— Material provided —
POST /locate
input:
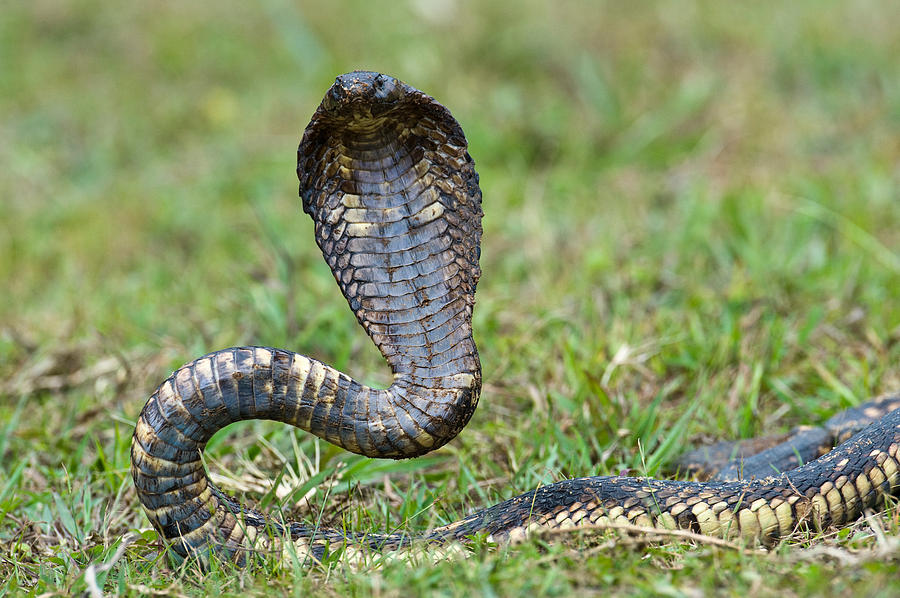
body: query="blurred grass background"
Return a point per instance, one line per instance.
---
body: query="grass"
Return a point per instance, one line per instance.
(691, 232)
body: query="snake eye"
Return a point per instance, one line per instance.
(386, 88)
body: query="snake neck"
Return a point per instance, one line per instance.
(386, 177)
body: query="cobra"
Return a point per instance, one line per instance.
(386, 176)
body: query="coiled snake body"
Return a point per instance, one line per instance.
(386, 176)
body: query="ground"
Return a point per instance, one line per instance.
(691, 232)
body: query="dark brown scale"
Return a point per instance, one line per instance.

— Exercise aim —
Each line of the entries where the string "snake" occurs should be shown.

— Answer to this task —
body: query="snake eye"
body: query="snake neck"
body: query="coiled snake body"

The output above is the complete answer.